• _REQUIREMENT_
Identify each line in the data below that contains the string "pendant", and copy those lines.

• _TASK INPUT_

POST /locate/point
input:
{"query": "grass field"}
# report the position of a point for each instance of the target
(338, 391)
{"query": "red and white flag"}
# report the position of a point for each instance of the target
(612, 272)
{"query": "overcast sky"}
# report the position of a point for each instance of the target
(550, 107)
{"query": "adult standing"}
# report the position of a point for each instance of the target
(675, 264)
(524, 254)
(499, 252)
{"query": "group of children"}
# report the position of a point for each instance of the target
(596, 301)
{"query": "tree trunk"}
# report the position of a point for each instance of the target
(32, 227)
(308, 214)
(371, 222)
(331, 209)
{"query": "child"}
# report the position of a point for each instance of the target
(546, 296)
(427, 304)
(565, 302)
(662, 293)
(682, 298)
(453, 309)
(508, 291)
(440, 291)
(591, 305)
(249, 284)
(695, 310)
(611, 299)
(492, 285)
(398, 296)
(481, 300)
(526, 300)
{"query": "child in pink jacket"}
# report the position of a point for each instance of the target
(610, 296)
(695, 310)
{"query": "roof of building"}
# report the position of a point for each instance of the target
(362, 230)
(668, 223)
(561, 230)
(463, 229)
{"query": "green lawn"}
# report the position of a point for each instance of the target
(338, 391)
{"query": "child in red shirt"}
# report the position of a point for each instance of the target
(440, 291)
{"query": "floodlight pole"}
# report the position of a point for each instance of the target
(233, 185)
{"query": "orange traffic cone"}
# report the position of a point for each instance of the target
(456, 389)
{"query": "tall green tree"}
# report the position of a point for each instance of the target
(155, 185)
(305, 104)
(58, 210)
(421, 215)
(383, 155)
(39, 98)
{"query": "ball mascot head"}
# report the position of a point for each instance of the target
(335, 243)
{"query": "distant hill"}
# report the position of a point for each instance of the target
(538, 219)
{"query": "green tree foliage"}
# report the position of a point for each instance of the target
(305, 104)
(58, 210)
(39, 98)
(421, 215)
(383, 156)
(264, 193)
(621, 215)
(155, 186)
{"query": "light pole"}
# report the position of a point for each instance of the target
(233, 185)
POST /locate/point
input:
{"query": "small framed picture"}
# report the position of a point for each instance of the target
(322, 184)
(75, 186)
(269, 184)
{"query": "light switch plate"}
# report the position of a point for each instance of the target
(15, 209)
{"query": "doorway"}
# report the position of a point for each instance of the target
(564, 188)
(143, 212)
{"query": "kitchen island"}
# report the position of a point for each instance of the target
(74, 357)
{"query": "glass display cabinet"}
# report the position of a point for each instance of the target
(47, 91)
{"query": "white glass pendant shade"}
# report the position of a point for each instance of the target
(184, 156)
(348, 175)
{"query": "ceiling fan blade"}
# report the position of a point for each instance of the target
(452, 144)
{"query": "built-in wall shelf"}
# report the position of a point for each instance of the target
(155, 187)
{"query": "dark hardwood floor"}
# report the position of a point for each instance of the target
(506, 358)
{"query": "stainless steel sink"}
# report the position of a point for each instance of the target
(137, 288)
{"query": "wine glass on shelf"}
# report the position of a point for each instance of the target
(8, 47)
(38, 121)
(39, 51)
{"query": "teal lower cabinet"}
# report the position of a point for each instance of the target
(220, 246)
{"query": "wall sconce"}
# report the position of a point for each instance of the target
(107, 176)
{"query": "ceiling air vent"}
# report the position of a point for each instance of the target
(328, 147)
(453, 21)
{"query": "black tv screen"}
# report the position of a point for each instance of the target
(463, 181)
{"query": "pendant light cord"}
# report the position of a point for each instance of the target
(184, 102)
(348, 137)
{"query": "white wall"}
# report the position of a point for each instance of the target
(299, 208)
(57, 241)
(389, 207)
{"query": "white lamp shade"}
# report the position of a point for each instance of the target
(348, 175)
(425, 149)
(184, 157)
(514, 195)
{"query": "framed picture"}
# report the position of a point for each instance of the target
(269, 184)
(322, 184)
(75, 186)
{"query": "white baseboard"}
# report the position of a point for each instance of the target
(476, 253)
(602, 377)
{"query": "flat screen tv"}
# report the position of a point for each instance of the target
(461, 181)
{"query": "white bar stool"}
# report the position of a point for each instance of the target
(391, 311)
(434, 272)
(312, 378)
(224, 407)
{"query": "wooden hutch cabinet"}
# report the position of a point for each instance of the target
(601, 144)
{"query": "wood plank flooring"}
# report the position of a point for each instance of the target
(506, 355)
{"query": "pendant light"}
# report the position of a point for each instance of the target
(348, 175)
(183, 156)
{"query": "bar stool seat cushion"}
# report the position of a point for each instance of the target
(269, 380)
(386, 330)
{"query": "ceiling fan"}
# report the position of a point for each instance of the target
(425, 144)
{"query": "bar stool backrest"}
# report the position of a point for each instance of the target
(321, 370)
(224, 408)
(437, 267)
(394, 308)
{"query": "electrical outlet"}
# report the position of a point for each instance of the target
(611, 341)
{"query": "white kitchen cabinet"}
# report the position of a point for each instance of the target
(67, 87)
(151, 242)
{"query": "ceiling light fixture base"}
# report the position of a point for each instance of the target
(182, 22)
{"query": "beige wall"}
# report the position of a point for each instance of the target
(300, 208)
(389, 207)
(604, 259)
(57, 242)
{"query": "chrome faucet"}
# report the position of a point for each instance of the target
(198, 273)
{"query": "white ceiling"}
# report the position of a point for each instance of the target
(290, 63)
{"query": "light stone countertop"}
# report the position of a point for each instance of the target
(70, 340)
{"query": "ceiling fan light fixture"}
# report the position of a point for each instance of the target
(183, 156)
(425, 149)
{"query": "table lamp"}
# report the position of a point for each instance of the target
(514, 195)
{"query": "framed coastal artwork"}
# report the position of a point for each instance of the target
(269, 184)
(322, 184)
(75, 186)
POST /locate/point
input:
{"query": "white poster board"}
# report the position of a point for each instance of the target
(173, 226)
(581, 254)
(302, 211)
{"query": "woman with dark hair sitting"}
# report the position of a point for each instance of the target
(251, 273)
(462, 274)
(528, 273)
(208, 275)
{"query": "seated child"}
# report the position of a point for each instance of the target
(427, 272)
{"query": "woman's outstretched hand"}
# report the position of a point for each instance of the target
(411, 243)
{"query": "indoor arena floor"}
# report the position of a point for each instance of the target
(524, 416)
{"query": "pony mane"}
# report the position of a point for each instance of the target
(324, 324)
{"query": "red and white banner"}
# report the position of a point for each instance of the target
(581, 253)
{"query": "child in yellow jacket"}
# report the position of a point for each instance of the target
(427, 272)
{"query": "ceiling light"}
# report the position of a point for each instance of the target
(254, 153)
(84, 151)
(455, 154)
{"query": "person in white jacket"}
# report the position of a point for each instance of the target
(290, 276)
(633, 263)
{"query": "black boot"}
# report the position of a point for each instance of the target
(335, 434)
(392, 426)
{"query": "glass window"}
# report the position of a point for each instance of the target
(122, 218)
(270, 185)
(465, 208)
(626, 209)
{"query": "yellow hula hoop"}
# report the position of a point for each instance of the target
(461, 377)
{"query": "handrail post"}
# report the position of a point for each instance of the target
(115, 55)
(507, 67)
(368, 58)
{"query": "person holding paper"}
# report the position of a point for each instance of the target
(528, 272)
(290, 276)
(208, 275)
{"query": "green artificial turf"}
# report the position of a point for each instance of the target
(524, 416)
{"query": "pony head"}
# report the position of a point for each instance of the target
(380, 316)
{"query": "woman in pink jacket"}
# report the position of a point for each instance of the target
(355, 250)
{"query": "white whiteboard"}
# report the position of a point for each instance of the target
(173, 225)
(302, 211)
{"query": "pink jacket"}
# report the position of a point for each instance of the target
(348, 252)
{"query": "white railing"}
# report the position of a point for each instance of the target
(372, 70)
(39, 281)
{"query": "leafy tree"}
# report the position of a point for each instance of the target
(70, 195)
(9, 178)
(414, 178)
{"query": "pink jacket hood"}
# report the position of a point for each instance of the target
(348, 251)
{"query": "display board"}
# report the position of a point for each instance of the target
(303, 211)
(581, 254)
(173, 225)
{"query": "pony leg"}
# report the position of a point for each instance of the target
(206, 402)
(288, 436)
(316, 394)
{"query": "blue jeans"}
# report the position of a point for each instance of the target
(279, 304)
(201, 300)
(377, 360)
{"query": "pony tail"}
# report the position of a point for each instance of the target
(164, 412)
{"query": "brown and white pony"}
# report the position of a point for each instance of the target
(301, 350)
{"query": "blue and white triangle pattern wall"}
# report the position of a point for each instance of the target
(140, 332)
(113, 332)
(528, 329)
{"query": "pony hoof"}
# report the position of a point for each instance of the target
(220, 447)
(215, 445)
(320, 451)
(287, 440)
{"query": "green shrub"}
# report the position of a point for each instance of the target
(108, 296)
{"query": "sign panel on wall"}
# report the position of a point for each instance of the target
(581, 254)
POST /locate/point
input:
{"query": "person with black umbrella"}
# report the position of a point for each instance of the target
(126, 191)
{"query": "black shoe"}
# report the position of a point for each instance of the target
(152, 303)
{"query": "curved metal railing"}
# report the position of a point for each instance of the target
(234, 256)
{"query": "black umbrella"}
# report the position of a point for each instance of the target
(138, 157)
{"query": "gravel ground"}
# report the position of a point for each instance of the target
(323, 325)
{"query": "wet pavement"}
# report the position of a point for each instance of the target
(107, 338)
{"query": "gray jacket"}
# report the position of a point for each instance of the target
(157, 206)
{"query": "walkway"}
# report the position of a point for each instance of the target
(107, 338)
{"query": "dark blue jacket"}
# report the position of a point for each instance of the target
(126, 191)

• _RESULT FOR THIS EXERCISE_
{"query": "white glass pendant shade"}
{"query": "pendant light cord"}
{"query": "pendant light"}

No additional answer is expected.